外来に勤めているとき、だんだん自力で外来に来られなくなってお姿を見なくなっていく患者様がいらっしゃって、その後どうされたのか、家でどのように過ごしているのかずっと気になっていたんです。
ちょうどそのタイミングで、看護師の先輩の旦那様が訪問看護の事業所を立ち上げることになり、声をかけていただきました。
ただ、いきなり訪問看護未経験で立ち上げメンバーとして飛び込むのは難しいと思ったので、外来を辞める前にケアマネジャーの資格を取り、外来の先生に病院を紹介していただいて、当時は外来ではできない処置や点滴、浣腸など、在宅で必要な処置を勉強しました。その後医療法人が運営する訪問看護の事業所でケアマネジャーと訪問看護師を兼任して3年働き、その後先輩ご夫婦の立ち上げに合流して管理者として事業所の運営を行っていました。
ーその後ソフィアメディに転職された理由を教えてください。
立ち上げた事業所に11年勤めたのですが、ママさんが多かったので「無理しないでやろうね」という空気がありました。とても働きやすい環境で良かったのですが、一方で私自身は子供が成長し手を離れ、もっと学びたいという想いが強くなっていたんです。
その事業所の中では訪問看護経験も私が一番長く、後輩をどんどん育てていく中でやはりインプットよりもアウトプットの量の方が多かったので、看護師を続けていくのであればもっと学べる環境にいこうと思いました。そのような環境を探す中で出会ったのがソフィアメディでした。
ーソフィアメディであれば学べると感じられたのですね。
そうですね。研修やしっかりした教育体制も魅力でしたし、何より、経験は様々。私にはない経験をしている管理者がたくさん在籍されていたので、学べることがたくさんあるだろうなと感じました。やはり個人の事業所に比べると、横のつながりや交流の機会が圧倒的に多いので、色々教えていただけるだろうなと。
「もっとできることがあったのではないか…」ケアでの悔しさが学びの原動力に
ーSさんは呼吸療法認定士、認知症ケア専門士、新リンパ浮腫研修、喀痰吸引等指導研修など様々な分野の資格や研修受講歴をお持ちですね。

■ **分析用データ**

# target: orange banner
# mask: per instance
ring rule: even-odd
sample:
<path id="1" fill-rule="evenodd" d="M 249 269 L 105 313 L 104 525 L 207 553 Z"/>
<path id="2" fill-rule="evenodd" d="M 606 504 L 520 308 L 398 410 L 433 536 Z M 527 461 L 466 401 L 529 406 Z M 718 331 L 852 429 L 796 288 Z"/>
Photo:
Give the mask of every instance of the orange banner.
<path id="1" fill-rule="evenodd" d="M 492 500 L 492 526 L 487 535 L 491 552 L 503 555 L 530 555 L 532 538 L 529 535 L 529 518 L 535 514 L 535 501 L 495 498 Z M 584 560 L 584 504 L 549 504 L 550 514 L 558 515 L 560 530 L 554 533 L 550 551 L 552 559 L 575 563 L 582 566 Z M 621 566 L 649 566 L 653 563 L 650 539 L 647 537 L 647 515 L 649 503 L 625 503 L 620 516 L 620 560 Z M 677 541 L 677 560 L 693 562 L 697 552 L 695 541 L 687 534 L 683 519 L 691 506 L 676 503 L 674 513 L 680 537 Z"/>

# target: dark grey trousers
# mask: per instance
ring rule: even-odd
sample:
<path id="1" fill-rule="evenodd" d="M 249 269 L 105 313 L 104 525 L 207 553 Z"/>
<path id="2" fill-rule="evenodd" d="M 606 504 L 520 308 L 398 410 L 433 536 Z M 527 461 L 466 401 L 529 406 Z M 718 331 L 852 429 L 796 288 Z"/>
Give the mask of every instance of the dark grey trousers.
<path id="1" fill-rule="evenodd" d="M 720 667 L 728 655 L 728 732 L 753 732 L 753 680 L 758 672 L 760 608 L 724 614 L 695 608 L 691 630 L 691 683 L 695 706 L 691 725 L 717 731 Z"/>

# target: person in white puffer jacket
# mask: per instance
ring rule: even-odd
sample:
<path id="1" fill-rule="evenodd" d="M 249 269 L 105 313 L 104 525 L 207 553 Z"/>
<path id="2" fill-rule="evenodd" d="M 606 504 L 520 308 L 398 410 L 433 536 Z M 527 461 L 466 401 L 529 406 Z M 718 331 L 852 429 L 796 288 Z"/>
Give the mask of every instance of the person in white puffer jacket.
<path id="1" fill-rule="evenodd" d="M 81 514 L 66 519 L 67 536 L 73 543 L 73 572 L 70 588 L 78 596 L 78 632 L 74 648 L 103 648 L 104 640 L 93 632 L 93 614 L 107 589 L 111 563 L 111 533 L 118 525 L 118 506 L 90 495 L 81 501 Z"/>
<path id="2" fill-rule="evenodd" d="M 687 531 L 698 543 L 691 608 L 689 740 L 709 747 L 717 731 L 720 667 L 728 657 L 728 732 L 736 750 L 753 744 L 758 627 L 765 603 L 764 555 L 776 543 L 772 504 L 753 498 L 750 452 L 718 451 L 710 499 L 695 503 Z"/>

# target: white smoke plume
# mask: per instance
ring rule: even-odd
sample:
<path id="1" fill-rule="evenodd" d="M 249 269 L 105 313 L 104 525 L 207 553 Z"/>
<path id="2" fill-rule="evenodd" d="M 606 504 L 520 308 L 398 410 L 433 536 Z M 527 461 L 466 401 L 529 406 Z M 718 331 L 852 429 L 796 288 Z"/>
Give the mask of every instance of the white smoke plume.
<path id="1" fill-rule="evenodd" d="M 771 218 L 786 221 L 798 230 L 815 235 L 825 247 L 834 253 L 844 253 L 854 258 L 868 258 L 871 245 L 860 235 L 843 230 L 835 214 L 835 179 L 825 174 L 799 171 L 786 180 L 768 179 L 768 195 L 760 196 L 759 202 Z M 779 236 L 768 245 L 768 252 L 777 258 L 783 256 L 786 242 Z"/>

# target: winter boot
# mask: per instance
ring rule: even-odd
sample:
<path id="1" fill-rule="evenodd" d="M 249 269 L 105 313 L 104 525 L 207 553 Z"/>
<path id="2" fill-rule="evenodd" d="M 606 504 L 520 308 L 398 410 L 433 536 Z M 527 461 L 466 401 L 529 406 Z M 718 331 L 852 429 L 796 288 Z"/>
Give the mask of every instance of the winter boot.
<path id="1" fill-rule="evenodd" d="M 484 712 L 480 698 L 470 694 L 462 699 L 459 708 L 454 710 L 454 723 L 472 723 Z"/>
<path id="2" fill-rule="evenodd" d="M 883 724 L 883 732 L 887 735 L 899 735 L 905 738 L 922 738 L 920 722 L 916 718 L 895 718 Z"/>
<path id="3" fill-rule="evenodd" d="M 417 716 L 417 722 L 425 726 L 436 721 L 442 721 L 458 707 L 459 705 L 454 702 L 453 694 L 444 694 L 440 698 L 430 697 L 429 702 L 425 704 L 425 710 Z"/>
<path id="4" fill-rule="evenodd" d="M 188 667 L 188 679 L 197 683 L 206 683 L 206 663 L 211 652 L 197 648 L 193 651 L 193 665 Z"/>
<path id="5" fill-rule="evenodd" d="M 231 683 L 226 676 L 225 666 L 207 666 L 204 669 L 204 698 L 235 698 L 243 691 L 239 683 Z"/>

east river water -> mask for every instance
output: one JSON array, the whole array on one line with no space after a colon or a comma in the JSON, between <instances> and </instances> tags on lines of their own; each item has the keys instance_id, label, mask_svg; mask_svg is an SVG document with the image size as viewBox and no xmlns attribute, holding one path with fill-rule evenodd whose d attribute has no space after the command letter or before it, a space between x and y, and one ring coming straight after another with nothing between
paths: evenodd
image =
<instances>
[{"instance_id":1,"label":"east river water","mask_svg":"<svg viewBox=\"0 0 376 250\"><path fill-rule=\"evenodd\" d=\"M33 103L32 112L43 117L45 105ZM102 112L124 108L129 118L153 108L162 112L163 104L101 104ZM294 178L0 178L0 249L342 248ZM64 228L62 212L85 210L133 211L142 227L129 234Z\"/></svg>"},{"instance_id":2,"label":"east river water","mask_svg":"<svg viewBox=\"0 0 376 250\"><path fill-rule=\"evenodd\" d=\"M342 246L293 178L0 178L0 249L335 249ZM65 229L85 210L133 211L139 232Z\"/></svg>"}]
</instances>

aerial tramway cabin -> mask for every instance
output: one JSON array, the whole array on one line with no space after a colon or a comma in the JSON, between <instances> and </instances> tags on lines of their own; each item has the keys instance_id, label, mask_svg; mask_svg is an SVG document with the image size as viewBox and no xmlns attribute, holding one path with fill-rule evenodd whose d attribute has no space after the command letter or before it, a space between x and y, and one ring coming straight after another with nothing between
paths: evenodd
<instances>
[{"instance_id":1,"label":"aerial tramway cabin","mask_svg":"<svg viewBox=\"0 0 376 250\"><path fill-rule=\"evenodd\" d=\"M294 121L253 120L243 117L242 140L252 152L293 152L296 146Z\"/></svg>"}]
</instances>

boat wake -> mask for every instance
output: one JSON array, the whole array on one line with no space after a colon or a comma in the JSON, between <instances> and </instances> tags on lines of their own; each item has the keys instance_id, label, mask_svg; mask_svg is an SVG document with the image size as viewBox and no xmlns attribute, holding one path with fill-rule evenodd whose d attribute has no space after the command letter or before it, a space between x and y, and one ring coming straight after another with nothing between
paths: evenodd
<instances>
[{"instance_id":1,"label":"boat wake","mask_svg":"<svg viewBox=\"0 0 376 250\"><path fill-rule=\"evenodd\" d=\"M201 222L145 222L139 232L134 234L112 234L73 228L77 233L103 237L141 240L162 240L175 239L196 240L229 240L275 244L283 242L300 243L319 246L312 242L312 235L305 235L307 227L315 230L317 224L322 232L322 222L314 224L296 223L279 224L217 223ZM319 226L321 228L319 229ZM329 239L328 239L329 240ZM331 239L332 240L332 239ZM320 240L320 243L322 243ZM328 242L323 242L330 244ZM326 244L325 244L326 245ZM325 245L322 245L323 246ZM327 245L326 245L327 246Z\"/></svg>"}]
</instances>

■ **やること**
抜粋文で「様々な分野の資格や研修受講歴」として挙げられているものをすべて書け。 データは別の出典から取ったものである。

■ **回答**
呼吸療法認定士、認知症ケア専門士、新リンパ浮腫研修、喀痰吸引等指導研修